Print every line below without adding or leaving out a single word.

────────

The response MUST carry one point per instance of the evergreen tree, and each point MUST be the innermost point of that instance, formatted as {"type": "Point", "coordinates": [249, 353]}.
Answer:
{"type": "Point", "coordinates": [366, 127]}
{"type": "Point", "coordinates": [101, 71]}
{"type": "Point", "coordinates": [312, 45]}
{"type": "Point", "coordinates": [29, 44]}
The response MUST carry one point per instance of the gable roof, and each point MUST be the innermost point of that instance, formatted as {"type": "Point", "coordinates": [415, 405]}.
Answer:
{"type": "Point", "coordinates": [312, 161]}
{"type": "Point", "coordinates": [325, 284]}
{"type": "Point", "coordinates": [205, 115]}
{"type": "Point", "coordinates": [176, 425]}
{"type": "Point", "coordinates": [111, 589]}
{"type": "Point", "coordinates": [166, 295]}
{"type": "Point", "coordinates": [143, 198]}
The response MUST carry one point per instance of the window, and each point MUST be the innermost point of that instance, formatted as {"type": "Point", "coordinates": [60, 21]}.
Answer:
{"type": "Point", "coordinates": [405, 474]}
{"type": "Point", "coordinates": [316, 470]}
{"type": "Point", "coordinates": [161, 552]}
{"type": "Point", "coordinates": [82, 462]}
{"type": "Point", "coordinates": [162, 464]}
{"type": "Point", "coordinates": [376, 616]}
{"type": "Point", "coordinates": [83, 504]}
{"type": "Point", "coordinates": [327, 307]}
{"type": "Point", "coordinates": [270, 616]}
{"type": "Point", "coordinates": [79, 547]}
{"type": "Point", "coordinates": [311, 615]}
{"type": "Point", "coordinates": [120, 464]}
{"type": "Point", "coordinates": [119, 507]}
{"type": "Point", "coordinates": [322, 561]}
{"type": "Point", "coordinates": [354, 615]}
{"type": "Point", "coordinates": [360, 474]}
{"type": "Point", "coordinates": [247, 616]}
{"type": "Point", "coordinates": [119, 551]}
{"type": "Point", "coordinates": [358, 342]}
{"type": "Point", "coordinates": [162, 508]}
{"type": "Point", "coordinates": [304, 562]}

────────

◆ Task output
The response MUST carry one point per instance of the evergreen tree, and each point MUST be the innermost point of that instance, formatted as {"type": "Point", "coordinates": [249, 353]}.
Answer:
{"type": "Point", "coordinates": [366, 127]}
{"type": "Point", "coordinates": [101, 71]}
{"type": "Point", "coordinates": [312, 45]}
{"type": "Point", "coordinates": [29, 44]}
The response MUST carry one point per instance of the gable roof, and each point MUST be the innermost point of that instance, formatted as {"type": "Point", "coordinates": [415, 405]}.
Answer:
{"type": "Point", "coordinates": [312, 161]}
{"type": "Point", "coordinates": [325, 284]}
{"type": "Point", "coordinates": [205, 115]}
{"type": "Point", "coordinates": [176, 425]}
{"type": "Point", "coordinates": [111, 589]}
{"type": "Point", "coordinates": [166, 295]}
{"type": "Point", "coordinates": [143, 198]}
The response MUST carry one point per instance of the window, and each point MUST be the innermost point of that instance, formatted as {"type": "Point", "coordinates": [60, 21]}.
Answer:
{"type": "Point", "coordinates": [405, 474]}
{"type": "Point", "coordinates": [316, 470]}
{"type": "Point", "coordinates": [161, 552]}
{"type": "Point", "coordinates": [82, 462]}
{"type": "Point", "coordinates": [162, 464]}
{"type": "Point", "coordinates": [376, 616]}
{"type": "Point", "coordinates": [83, 504]}
{"type": "Point", "coordinates": [327, 307]}
{"type": "Point", "coordinates": [270, 616]}
{"type": "Point", "coordinates": [79, 547]}
{"type": "Point", "coordinates": [311, 615]}
{"type": "Point", "coordinates": [120, 464]}
{"type": "Point", "coordinates": [119, 507]}
{"type": "Point", "coordinates": [322, 561]}
{"type": "Point", "coordinates": [354, 615]}
{"type": "Point", "coordinates": [360, 474]}
{"type": "Point", "coordinates": [247, 616]}
{"type": "Point", "coordinates": [119, 551]}
{"type": "Point", "coordinates": [358, 342]}
{"type": "Point", "coordinates": [162, 508]}
{"type": "Point", "coordinates": [304, 562]}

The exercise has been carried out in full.